Given exercise: Return every line of the material below that contains the string "palm". Case counts.

Raw data:
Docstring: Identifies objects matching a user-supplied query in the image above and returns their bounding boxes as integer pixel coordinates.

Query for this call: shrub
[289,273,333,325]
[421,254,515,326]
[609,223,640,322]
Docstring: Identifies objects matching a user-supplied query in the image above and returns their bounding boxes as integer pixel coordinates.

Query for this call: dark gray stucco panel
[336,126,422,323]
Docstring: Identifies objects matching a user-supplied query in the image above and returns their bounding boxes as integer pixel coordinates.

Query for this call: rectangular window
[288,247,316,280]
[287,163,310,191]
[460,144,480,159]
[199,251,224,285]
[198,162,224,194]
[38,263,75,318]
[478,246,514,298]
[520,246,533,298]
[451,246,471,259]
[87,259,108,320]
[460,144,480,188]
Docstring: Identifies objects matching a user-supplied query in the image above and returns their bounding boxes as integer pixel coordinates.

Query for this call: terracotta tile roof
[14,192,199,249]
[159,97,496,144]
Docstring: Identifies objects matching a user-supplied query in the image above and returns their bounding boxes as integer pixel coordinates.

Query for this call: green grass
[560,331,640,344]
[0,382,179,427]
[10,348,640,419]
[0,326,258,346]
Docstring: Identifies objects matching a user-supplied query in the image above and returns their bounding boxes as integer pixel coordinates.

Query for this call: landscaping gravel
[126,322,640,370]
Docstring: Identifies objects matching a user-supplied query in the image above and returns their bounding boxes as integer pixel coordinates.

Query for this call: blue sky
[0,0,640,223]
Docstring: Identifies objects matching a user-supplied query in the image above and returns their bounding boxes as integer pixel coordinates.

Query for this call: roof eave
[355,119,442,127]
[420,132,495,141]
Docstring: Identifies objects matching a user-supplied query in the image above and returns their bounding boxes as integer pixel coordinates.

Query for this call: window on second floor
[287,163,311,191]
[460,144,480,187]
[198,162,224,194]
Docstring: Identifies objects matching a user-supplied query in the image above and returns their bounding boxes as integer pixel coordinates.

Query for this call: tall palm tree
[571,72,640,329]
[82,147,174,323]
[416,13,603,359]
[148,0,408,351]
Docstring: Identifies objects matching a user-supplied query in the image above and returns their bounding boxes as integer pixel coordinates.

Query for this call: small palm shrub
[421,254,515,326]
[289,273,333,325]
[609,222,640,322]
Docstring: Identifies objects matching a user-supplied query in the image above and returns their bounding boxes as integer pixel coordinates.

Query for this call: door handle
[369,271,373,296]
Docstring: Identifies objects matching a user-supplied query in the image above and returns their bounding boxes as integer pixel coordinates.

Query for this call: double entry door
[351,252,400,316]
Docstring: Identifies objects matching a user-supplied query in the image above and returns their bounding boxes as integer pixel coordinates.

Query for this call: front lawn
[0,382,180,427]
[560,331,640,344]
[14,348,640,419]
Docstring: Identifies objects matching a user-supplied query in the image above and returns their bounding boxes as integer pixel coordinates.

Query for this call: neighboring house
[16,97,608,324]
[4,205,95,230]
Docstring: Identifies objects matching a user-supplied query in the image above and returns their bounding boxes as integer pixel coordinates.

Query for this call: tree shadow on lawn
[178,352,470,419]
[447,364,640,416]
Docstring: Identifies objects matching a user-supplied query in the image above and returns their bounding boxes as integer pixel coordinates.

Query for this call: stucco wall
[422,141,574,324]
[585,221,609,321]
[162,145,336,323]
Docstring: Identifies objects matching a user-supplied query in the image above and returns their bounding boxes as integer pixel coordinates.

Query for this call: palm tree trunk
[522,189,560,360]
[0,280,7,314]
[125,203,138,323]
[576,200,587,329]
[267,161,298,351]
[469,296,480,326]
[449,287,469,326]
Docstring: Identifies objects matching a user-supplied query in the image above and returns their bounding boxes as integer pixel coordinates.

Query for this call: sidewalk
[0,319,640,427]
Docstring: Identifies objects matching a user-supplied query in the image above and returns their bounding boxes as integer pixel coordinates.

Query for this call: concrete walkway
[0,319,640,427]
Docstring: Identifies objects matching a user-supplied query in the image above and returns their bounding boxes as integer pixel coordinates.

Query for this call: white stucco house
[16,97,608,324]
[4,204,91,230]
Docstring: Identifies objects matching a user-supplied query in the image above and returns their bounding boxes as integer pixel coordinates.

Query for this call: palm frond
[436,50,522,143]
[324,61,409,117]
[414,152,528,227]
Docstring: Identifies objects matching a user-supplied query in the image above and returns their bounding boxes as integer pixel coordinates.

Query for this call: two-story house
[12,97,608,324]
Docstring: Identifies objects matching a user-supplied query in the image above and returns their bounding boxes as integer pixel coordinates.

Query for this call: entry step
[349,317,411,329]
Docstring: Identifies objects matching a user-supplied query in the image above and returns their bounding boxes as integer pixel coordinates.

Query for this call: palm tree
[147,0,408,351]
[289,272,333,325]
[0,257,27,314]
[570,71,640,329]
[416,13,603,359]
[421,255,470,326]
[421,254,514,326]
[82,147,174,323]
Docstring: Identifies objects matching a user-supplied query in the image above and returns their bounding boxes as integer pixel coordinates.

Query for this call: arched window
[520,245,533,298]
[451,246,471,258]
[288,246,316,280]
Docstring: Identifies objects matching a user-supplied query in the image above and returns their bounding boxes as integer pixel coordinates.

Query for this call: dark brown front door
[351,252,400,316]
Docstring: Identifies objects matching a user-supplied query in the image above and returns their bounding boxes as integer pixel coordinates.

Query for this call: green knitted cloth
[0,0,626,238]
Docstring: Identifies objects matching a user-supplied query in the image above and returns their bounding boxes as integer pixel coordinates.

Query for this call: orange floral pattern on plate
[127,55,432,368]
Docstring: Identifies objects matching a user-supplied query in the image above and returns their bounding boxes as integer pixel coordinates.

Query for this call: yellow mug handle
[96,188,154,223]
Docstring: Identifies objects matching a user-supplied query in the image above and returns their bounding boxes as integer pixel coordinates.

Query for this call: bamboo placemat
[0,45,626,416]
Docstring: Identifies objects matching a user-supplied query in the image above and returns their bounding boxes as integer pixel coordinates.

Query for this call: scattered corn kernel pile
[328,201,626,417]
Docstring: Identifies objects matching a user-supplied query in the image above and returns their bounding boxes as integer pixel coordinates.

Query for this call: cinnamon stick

Full answer:
Query for this call: tall palm tree
Query for this call: small palm shrub
Query for this call: palm tree trunk
Query for this call: palm frond
Query for this call: palm tree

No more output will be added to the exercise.